## START SOURCE EXTRACT

Say hello to my little friend

After about six years of leading up to it, I finally got a snake. Yeah, I did. No, I did! Really.

Mom and I drove to the All-Ohio reptile Show in Columbus today, and I wandered around there for a while looking for carpet pythons. They were in much shorter supply than I’d expected. I only found three, all priced over $200. I asked if anyone knew of a vendor that had some. In this way, I bounced around to pretty much every vendor in the place, and saw some very cool snakes and other reptiles. There was a guy selling an alligator, and a guy selling a bunch of little turtles anywhere between one and two inches across (maybe less for a few of them). The snakes in the place ranged in size from a-few-inch hatchlings to some that were probably upwards of seven feet long. What I didn’t seem to find, though, was carpet pythons – other than the expensive ones. However, a lot of people knew someone or other who bred them, and one helpful woman said she’d look around and we’d trade some e-mails and I’d come back to a show in a month when her friend brought some. I started collecting e-mail addresses instead of looking to buy a snake. It annoyed me that we’d come 107 miles and were going to leave snakeless. But then, as I was talking to a dealer, he asked if I’d seen the baby carpet pythons (he pointed) over there. Indeed I hadn’t.

There were just three, all from the same clutch of eggs that had hatched just four days ago. The guy selling them let me hold them. He checked the sexes – all males. And, they were priced attractively at just $85. I realized I definitely ought to buy one of these. I also realized that my cage would be far too big for the snake at this stage of his life, and so I bought with him a 10-gallon terrarium. I paid, and traded handshakes and e-mail addresses with the guy who sold me him, and then we drove back home. (Incidentally, for all those of you who doubt whether I’ll get a license, I drove us there and back. And I only hit two other cars. I’m going to practice at stick-shift with Dad over the next few days, and I’ll take my licensing test a few days before leaving for Grinnell.)

I’ve now got the snake set up in the terrarium, in my room by the window. I haven’t named him yet; that’ll probably be a few days at least. He’ll eventually grow to somewhere between four and six feet. Here are some pictures.

## END SOURCE EXTRACT

SHORT PROBLEM: Can you pick up the post about buying a baby carpet python at its last sentence and keep writing? You won't need the material that comes next.

## START RAW DATA

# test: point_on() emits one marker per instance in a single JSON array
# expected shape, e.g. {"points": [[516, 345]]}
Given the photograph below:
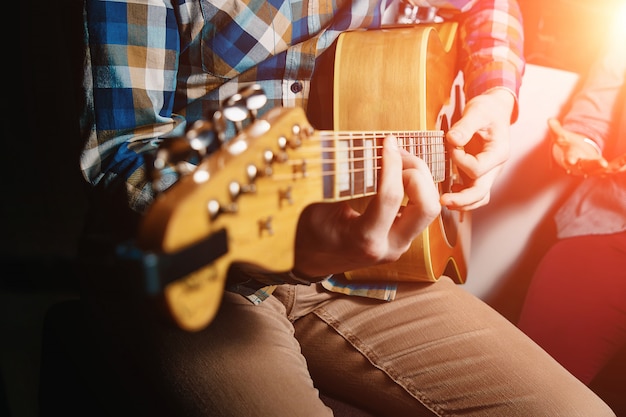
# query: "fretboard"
{"points": [[352, 159]]}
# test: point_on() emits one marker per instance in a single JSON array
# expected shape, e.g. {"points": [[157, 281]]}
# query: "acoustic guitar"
{"points": [[251, 191]]}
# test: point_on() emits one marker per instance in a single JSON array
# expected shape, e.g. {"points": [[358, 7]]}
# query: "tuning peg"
{"points": [[200, 136]]}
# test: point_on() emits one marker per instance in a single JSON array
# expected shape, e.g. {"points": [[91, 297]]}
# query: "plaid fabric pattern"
{"points": [[155, 65]]}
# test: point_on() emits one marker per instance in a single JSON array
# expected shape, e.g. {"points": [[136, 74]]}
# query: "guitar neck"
{"points": [[351, 160]]}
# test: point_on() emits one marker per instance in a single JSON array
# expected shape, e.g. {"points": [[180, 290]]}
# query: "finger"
{"points": [[477, 194], [422, 207], [383, 208]]}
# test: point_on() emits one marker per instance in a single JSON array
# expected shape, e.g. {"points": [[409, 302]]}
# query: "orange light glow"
{"points": [[619, 24]]}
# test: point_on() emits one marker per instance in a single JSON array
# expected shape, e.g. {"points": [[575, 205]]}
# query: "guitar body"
{"points": [[405, 78], [251, 191]]}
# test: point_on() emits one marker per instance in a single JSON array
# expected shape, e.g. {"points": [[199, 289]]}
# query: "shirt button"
{"points": [[296, 87]]}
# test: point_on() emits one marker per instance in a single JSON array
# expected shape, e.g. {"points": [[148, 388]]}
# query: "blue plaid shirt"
{"points": [[155, 66]]}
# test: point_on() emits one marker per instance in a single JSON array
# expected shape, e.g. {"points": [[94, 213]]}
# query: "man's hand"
{"points": [[574, 153], [334, 237], [480, 146]]}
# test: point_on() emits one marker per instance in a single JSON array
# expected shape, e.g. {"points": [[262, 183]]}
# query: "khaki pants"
{"points": [[434, 351]]}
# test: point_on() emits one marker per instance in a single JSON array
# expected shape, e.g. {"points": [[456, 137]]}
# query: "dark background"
{"points": [[43, 191]]}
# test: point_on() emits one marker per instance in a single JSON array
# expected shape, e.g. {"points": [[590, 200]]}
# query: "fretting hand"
{"points": [[334, 237]]}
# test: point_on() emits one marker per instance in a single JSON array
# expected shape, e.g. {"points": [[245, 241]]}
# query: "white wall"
{"points": [[508, 233]]}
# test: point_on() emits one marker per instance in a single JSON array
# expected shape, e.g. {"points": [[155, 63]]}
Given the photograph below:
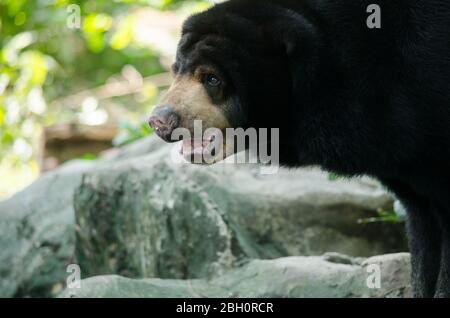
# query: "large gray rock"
{"points": [[140, 215], [313, 276], [37, 233], [146, 216]]}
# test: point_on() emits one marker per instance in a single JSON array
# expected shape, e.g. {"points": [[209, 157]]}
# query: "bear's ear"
{"points": [[295, 35]]}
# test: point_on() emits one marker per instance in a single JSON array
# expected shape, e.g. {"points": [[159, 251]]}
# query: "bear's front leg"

## END RAW DATA

WRITTEN RESPONSE:
As long as I’m uploading pictures, here’s a bunch more. By the way, I think you can click on all of these to see them bigger.

From when I first got to camp. I took a few pictures of what it looked like around there. This is one of them.

Shot of Boulder Lake, combined with a file photo of my newly-bought hat. I’d just found a feather for it.

A little guy.

Before kids got there, it sometimes got boring. A different guy named Chuck taught me how to get this far. The rest was too hard at the time, and he said he’d teach me later, but he never did.

Josh after a rough day of mosquitoes and sun.

Jag Lake, where we stayed on our training trip.

The guys from the training trip. Left to right: Alan, Bill, Scott, me, Jason, Josh, Ben, and Ryan.

Final day of training trips: a nearby group got “stealthed”, which is a different word for pranked. Since we were staying near the camp, some girls on Program Staff took a bunch of junk and left it at their camp, and they had to take it back. The girls took one of their canoes and replaced it with two kayaks, with shovels for paddles.

Bill’s trip, my first with kids. L-R: Bill, Charlie, Tyler, Ryan, Alex.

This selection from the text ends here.